**TASK PROMPT:** Using the records below, transcribe word for word the stretch from the line that contains "Exercise. Locate the cat's chin" through the line that contains "Exercise. Locate the gold coin", both end lines included, and nothing else.

*** DATA FOR ANALYSIS Section Begins ***

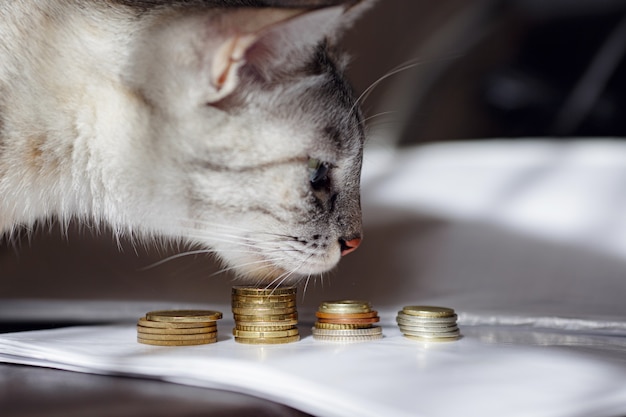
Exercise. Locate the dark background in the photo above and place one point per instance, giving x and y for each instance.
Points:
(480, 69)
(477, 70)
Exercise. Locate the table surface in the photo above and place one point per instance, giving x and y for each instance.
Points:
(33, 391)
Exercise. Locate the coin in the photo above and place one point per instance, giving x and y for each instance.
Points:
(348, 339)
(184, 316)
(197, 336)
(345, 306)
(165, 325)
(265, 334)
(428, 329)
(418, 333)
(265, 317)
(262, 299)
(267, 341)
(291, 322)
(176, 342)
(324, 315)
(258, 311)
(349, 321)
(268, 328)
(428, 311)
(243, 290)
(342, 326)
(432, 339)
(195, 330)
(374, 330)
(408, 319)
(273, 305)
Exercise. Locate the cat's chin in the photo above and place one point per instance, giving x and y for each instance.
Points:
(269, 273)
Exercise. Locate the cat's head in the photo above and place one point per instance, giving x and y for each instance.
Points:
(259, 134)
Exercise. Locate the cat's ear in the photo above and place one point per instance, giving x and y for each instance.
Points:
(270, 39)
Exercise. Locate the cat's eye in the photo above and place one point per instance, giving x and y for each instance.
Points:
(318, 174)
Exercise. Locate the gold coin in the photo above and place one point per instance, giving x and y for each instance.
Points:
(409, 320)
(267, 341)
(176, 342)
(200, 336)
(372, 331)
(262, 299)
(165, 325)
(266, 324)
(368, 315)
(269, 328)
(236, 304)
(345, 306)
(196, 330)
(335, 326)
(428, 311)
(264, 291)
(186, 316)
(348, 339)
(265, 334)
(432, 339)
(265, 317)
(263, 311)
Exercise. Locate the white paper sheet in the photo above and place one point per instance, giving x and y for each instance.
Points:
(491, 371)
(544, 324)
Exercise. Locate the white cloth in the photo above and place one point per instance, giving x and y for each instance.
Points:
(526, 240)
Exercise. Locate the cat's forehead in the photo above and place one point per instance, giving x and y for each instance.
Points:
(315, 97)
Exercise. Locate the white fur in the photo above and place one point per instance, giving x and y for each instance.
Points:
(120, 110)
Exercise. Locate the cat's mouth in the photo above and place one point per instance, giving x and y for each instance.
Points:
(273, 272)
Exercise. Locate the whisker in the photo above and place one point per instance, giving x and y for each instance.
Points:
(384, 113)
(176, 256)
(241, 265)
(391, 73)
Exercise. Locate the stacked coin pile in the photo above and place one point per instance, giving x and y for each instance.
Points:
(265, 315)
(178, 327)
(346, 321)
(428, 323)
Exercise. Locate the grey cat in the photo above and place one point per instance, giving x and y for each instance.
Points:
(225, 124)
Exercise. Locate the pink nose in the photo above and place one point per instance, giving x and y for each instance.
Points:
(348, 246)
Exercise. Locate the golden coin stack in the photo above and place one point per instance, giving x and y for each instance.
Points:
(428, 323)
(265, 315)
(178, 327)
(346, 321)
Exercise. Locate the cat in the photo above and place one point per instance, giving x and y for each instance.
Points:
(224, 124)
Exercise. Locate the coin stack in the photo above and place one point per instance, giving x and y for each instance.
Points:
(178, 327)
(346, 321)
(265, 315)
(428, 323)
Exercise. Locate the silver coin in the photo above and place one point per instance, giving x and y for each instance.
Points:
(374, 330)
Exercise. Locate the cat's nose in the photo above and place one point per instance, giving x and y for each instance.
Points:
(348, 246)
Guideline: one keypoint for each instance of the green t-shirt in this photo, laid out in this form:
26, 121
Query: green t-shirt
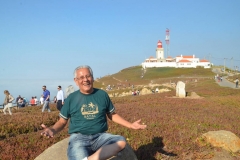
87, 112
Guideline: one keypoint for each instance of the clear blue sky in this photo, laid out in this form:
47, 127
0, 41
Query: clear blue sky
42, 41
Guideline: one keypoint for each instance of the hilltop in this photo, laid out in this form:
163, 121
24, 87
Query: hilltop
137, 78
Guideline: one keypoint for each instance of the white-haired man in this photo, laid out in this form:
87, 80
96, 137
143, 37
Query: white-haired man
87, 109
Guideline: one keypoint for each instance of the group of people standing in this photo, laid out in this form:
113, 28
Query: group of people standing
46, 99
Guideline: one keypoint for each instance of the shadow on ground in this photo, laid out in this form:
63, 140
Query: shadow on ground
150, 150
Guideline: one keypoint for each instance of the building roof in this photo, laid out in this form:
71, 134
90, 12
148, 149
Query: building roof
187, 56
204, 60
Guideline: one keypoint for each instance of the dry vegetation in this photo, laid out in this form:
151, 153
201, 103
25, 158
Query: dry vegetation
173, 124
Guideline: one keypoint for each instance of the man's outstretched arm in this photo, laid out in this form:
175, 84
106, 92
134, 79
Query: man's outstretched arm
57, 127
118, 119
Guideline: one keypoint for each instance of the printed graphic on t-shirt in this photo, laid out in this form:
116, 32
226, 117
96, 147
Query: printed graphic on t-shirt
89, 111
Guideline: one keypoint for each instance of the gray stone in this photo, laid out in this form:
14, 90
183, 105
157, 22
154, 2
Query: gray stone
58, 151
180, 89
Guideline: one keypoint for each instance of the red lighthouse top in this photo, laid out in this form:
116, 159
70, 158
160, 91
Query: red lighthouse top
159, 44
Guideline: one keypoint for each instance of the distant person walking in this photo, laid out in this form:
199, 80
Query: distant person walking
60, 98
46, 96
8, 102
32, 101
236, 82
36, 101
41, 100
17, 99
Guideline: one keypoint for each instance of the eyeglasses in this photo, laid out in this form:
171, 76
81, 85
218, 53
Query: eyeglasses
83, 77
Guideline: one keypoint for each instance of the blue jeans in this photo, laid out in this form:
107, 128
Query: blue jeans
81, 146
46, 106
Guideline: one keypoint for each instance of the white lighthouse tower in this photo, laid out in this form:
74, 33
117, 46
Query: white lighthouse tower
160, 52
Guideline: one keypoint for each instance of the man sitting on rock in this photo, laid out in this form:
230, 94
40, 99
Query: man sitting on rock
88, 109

*** DATA FOR ANALYSIS Section Ends ***

**ANSWER TO THIS PROBLEM:**
Exercise. Locate the cat's chin in the photo above and place one point per instance, giving x and y for each instance.
Points:
(269, 273)
Exercise. Locate the cat's head in the photo above and place one point per instance, giving x and y for each instance.
Points:
(259, 134)
Exercise. Locate the cat's ear in the photo above and place one point per instance, giving x and y for each instance.
Points:
(270, 39)
Exercise. Locate the cat's eye in the photo above and place one point per instance, giving x and y for each instance.
Points:
(318, 174)
Exercise. Locate the gold coin in the photo above and place one point per instance, giving x and y for each instance.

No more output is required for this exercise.